La Poesia parte sì da un linguaggio ma per disattivarne le funzioni informative e renderne possibile un altro uso particolare e differente che potremmo definire autosimilare o meglio ancora frattale.
In matematica, un oggetto auto-simile è esattamente, o approssimativamente, simile a una sua parte. Molti oggetti nel mondo reale, come ad esempio le coste, sono statisticamente auto-simili: parti di questi oggetti mostrano le stesse proprietà statistiche a differenti scale di osservazione. L'auto-similarità è una proprietà tipica dei frattali.
A diversi ingrandimenti di queste strutture si annida una essenza che permea tutto l’oggetto, tanto che qualunque sua parte resta simile al tutto.
A volte leggere poesia significa doversi muovere su scale diverse di osservazione quasi si possedesse uno strumento in grado di spaziare dall’atomico all’astronomico. Succede allora che se l’eccesso di ogni sensibile possa provocare l’ annientamento dell’organo sensorio, il difetto ad ogni scala d’osservazione ne potrebbe, viceversa, aumentarne la capacità.
Leggere poesia quindi è scoprire ( ad ogni lettura, ad ogni ingrandimento!) un nuovo “difetto” introvabile e invisibile fino alla osservazione precedente : è facile così passare dal fondamento comune della nostra umanità, ( attraverso una imperfezione del nostro patrimonio genetico) alla nostra più individuale e unica esperienza racchiusa magari in un singolo verso, (il nome della materia è anima), una singola parola (ossa), una particolare disposizione di una fonema rispetto agli altri.
La Poesia della Vezzali restituisce questa caratteristica frattale tanto che per alcune composizioni (quelle ad esempio raccolte nella sezione Cartoline metafisiche di Tutto questo) si avvertono questi passaggi di scala vertiginosi che vanno da un luogo metafisico (l’esergo aristotelico) al luogo fisico (da dove la cartolina viene inviata) passando per una nota di camomilla e ancora più giù (su?) al rumore che fa il prima della vita o il dopo.

Cose da fare
1 - Secondo il testo sulla poesia, quale proprietà è tipica dei frattali?
2 - Nel testo sulla poesia, sostituisci "linguaggio" con "codice" e riscrivi tutto il passo che va da "La Poesia parte" giù fino a "meglio ancora frattale.".

Dati estratti
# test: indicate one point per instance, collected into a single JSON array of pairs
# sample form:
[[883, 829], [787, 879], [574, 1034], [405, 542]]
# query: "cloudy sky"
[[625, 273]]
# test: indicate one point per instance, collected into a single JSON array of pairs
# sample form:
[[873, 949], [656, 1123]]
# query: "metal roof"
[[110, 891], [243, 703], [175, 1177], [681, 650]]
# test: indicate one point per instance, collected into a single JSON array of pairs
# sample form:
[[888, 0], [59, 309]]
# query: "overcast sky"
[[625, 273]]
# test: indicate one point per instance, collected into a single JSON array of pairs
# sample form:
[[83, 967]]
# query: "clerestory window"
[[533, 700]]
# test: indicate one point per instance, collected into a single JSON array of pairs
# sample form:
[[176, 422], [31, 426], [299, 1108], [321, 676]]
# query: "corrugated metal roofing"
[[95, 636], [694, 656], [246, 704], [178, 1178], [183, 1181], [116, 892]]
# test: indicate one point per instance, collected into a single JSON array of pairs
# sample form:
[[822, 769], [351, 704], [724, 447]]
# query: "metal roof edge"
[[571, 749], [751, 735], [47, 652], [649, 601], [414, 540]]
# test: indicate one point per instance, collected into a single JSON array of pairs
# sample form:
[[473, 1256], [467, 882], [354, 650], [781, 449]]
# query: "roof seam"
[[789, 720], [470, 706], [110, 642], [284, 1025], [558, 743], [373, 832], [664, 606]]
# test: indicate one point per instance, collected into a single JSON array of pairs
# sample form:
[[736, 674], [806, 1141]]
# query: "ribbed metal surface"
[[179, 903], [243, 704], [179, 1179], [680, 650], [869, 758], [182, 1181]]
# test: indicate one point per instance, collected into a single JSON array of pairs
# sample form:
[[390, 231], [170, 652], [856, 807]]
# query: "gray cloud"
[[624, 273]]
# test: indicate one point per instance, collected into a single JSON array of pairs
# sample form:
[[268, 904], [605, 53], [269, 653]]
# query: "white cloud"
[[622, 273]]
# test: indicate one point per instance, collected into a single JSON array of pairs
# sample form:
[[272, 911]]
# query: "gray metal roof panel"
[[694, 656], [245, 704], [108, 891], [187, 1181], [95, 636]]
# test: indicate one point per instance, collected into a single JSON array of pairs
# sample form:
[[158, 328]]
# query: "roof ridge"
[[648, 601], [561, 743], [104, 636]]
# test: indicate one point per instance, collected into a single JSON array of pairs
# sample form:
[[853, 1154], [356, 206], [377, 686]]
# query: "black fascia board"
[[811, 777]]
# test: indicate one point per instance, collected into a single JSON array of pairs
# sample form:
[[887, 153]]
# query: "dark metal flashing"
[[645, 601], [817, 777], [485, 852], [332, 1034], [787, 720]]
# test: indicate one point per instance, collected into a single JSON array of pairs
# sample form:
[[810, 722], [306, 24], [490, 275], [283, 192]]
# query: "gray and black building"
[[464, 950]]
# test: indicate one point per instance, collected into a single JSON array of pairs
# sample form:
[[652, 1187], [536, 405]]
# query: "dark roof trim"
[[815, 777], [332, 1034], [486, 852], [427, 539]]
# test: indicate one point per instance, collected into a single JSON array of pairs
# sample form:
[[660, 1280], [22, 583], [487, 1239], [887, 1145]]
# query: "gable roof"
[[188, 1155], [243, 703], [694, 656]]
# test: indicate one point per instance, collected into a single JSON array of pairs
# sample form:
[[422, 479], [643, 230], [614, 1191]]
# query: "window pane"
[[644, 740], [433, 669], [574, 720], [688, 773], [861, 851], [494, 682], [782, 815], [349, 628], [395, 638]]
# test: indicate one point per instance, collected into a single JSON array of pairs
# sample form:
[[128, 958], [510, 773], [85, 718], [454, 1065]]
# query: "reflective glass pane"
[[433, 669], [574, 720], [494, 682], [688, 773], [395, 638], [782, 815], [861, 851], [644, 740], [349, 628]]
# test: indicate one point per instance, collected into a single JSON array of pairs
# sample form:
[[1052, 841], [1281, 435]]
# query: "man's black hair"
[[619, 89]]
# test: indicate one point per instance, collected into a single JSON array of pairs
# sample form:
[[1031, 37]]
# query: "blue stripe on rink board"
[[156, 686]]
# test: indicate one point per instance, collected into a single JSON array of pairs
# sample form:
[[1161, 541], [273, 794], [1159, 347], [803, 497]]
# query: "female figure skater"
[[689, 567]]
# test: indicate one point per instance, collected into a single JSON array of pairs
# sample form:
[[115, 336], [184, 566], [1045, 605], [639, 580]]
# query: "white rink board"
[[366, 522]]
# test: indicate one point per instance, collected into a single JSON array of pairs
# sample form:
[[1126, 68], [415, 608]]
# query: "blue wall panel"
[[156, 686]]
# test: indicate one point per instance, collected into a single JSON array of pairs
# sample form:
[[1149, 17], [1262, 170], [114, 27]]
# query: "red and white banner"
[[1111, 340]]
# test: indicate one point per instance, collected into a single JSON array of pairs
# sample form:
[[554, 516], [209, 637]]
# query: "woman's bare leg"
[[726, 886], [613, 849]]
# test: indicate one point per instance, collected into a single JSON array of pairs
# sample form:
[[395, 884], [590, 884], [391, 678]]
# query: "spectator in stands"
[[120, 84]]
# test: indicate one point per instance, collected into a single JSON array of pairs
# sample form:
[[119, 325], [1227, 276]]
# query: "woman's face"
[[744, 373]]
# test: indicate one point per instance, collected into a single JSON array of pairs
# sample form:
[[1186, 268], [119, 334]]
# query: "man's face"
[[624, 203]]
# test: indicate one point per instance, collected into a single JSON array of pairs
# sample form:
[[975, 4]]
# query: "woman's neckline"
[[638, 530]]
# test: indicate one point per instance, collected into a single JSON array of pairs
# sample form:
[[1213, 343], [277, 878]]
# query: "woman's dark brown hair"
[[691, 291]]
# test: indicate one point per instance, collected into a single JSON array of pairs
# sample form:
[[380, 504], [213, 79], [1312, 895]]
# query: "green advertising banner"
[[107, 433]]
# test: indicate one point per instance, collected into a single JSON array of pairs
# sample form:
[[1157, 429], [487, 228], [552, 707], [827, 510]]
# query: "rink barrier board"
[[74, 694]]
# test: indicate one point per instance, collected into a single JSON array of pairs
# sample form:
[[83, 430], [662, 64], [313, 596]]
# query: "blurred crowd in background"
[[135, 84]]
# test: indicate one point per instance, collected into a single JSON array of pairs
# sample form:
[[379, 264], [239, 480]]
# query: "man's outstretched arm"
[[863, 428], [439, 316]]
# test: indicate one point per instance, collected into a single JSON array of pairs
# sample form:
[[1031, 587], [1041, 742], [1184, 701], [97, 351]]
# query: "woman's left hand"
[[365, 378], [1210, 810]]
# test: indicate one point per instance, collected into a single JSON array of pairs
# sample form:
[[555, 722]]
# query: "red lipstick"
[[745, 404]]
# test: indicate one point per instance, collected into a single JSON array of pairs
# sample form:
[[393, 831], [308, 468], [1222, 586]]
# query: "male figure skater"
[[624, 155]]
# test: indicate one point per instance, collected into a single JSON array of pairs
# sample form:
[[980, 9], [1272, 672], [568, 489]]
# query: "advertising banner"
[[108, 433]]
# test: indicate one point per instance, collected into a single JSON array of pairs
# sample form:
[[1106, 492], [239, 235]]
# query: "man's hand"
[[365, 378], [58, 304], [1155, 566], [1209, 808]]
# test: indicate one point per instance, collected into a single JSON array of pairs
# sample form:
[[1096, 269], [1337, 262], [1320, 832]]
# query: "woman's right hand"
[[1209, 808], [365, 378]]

Risposte date
1 - L'auto-similarità.

2 -
La Poesia parte sì da un codice ma per disattivarne le funzioni informative e renderne possibile un altro uso particolare e differente che potremmo definire autosimilare o meglio ancora frattale.